> [Exercise]:
Please pick up the forum thread on resistors in series and parallel after its final line and carry it forward.

> [Extract]:
** START **

# Resistors in series/parallel

Discussion in 'Electronic Basics' started by Joachim, Nov 14, 2005.

3. ### John - kd5yiGuest

(R1 || R2) + (R3 || R4).

Or not.

4. ### Noway2Guest

This is a classic problem for circuit analysis classis as the diamond
shape configuration throws alot of people off. In order to determine an
equivalent value, it is necessary to pick the problem apart in smaller
step.

First, redraw the circuit in a more familiar form with the resistors
drawn horizontally and vertically.

Once that is done, you should be able to see that the circuit is a
simple series - parallel combination. Proceed through the circuit,
simplifying the parallel combinations to get the single value
equivalence.

5. ### JoachimGuest

Thanks for your help, I would be happy if you could now help me confirm
this:

R1 = 1/2
R2 = 3/2
R3 = 1/2
R4 = 3/2
R5 = 1/2

Does Rtot = 3/4 ?

Fester

7. ### Bob MonsenGuest

Use the PI -> WYE conversion formula for R1,R2,and R5. That simplifies
it...

ra=r1*r2/(r1+r2+r3)
rb=r1*r5/(r1+r2+r3)
rc=r2*r5/(r1+r2+r3)

Then, r = ra + parallel(rb+r3,rc+r4)

so

r = (r1 r2 r3 + r1 r2 r4 + r1 r2 r5 + r1 r3 r4 + r2 r3 r4 + r1 r4 r5 +

r2 r3 r5 + r3 r4 r5) / (r1 r3 + r1 r4 + r2 r3 + r1 r5 + r2 r4 + r2 r5 +

r3 r5 + r4 r5)

** END **

> [Material provided]:
** START **

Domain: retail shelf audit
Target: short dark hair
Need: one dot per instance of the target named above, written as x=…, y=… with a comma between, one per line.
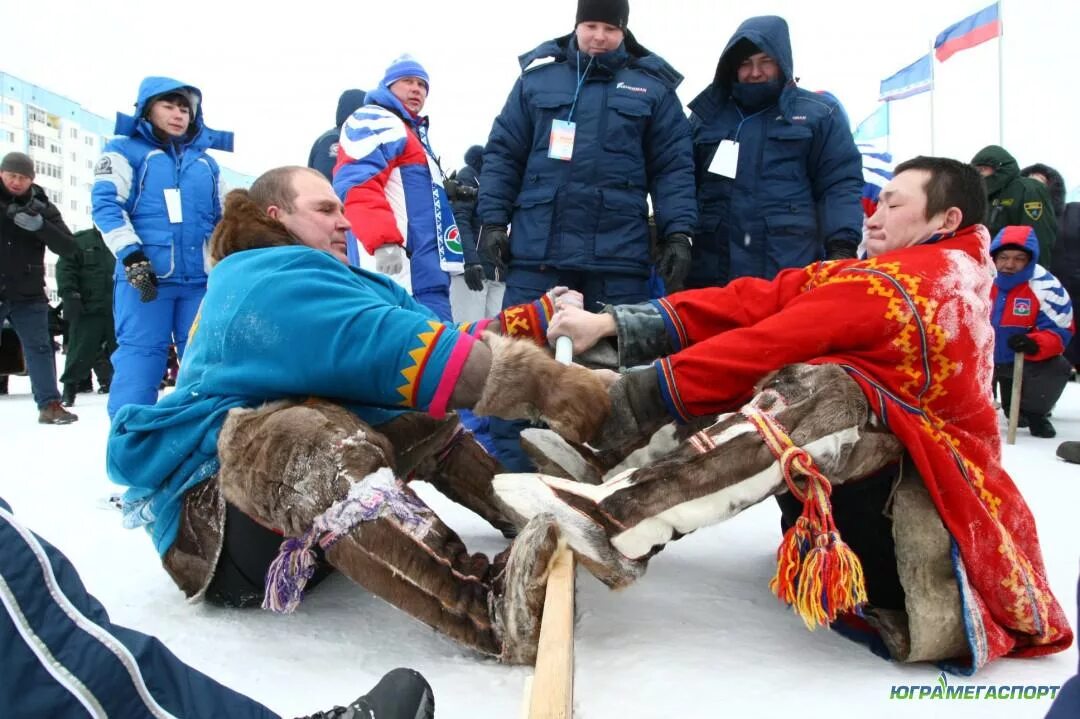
x=952, y=184
x=275, y=188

** END **

> [Response]:
---
Regards,
Bob Monsen

One cannot inquire into the foundations and nature of mathematics without
delving into the question of the operations by which the mathematical
activity of the mind is conducted. If one failed to take that into account,
then one would be left studying only the language in which mathematics is
represented rather than the essence of mathematics.
- Luitzen Brouwer

8. ### petrus bitbyterGuest

Joachim,

That's hard to say without knowing the values of the resistors involved.
Besides, aren't you supposed to find the solution yourself?

petrus bitbyter

Yes.

11. ### Bob MonsenGuest

Cute. Now, try R1/R3 != R2/R4.

The OPs homework was probably presented with these values, and he tried to
derive an equation for the resistance, without realizing that R5 doesn't
pass any current... The problem is a bit harder if you don't notice that
fact.